───── Information supplied

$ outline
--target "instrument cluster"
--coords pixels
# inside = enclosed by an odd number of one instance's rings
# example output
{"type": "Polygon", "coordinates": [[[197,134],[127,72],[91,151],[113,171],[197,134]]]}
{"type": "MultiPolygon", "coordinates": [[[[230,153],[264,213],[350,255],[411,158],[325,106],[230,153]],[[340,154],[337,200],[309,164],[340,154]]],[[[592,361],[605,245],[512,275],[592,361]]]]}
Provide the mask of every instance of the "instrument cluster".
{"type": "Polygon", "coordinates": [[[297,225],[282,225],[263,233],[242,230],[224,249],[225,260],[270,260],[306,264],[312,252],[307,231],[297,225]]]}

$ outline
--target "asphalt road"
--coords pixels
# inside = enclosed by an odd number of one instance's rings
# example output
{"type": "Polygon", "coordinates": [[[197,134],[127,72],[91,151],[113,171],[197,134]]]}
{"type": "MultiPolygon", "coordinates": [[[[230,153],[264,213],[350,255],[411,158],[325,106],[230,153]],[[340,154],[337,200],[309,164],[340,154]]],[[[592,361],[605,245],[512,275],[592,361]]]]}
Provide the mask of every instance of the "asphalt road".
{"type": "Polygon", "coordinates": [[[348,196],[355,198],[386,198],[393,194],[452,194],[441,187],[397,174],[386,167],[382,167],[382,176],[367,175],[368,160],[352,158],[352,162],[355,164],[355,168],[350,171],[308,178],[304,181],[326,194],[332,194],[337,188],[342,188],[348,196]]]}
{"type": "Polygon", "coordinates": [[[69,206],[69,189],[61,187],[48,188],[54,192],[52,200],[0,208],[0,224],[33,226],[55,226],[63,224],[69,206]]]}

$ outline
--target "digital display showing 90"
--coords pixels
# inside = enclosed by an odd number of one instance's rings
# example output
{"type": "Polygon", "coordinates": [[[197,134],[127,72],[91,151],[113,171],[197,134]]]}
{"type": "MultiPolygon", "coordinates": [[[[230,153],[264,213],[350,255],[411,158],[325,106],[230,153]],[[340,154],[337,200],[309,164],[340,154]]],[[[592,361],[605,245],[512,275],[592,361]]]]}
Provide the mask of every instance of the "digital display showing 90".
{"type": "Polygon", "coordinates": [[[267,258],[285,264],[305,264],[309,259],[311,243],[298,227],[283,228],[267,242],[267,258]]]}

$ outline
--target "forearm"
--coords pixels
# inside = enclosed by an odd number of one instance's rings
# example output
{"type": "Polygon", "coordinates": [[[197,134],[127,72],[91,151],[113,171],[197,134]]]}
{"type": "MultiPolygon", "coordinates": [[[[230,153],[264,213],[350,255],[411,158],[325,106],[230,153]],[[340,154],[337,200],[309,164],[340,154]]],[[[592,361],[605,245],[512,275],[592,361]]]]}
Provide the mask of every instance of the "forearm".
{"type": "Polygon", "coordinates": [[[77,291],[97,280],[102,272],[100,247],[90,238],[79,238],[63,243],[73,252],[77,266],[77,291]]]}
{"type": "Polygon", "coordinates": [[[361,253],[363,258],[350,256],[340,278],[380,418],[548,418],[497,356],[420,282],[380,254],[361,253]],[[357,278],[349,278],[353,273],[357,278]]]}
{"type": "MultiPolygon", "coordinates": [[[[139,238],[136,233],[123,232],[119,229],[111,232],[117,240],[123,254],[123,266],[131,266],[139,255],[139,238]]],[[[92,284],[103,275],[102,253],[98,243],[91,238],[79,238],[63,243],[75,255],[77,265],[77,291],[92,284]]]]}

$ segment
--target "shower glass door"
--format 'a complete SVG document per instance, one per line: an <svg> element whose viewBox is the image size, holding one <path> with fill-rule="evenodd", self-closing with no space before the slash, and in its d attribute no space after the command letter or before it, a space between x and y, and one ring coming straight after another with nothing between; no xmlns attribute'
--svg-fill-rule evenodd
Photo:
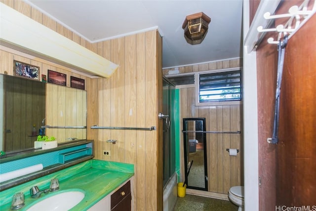
<svg viewBox="0 0 316 211"><path fill-rule="evenodd" d="M162 113L168 115L168 117L163 120L163 186L168 182L169 179L175 171L175 157L174 155L174 145L171 143L170 130L172 128L171 116L171 94L174 90L174 86L163 78L162 84Z"/></svg>
<svg viewBox="0 0 316 211"><path fill-rule="evenodd" d="M205 118L183 119L184 163L188 188L207 191Z"/></svg>

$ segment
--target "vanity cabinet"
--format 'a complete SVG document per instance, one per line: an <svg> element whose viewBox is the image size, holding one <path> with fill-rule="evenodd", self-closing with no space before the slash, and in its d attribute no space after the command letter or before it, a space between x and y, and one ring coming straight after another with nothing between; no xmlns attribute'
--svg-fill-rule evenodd
<svg viewBox="0 0 316 211"><path fill-rule="evenodd" d="M131 200L130 181L128 181L125 185L111 195L111 211L130 211Z"/></svg>
<svg viewBox="0 0 316 211"><path fill-rule="evenodd" d="M130 211L131 180L125 182L90 208L88 211Z"/></svg>

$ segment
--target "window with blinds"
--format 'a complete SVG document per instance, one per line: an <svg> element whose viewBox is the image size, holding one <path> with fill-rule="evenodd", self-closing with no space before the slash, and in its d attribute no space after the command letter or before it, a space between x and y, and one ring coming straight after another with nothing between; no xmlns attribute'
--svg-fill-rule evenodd
<svg viewBox="0 0 316 211"><path fill-rule="evenodd" d="M241 73L237 70L199 75L199 102L241 99Z"/></svg>

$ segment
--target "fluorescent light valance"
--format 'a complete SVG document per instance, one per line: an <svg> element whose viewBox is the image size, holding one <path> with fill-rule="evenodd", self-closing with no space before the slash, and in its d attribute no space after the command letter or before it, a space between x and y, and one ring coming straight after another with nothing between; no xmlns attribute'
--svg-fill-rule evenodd
<svg viewBox="0 0 316 211"><path fill-rule="evenodd" d="M108 78L115 64L0 2L0 44L89 75Z"/></svg>

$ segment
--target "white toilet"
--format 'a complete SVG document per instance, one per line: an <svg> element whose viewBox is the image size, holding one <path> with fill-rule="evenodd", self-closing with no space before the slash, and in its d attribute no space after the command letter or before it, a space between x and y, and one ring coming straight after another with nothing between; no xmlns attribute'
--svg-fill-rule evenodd
<svg viewBox="0 0 316 211"><path fill-rule="evenodd" d="M238 211L243 211L244 196L243 186L232 187L228 191L228 198L239 207Z"/></svg>

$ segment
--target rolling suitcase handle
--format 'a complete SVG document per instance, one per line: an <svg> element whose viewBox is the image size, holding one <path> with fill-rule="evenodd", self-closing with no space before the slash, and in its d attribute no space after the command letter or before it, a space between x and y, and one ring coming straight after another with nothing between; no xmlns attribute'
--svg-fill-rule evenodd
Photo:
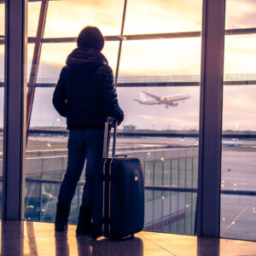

──────────

Description of the task -
Show every line of the entries above that contains the string "showing", matching case exactly.

Exercise result -
--target "digital display showing 90"
Provide the mask of every instance of the "digital display showing 90".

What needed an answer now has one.